## WHAT THE TASK REQUIRES
Count the lines in the data below that contain the string "window", treating uppercase and lowercase letters as different, and reply with that number alone.

# # # # # # #

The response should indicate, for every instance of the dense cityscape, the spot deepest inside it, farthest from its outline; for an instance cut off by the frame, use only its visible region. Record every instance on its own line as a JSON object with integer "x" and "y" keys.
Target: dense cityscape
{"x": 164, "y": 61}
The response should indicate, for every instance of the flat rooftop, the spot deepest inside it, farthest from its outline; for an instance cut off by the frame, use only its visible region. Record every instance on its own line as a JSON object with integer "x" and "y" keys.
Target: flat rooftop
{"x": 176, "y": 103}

# # # # # # #

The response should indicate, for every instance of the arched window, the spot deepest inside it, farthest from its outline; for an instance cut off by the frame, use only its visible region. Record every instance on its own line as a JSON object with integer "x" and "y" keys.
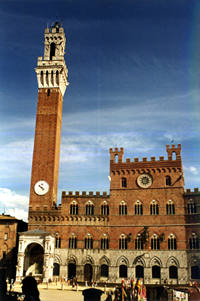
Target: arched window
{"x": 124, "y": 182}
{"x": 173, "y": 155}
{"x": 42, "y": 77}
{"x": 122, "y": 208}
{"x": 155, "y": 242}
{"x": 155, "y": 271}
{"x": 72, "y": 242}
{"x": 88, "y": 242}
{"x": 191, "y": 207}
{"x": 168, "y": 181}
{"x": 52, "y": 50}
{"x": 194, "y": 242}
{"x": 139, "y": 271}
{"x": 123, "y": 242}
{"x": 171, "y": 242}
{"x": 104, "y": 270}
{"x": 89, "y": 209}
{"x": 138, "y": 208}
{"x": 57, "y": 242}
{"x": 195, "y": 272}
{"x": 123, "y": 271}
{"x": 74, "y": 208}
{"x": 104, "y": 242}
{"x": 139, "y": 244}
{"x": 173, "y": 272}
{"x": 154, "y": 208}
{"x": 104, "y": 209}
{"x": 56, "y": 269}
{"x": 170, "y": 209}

# # # # # # #

## WRITTEN SOLUTION
2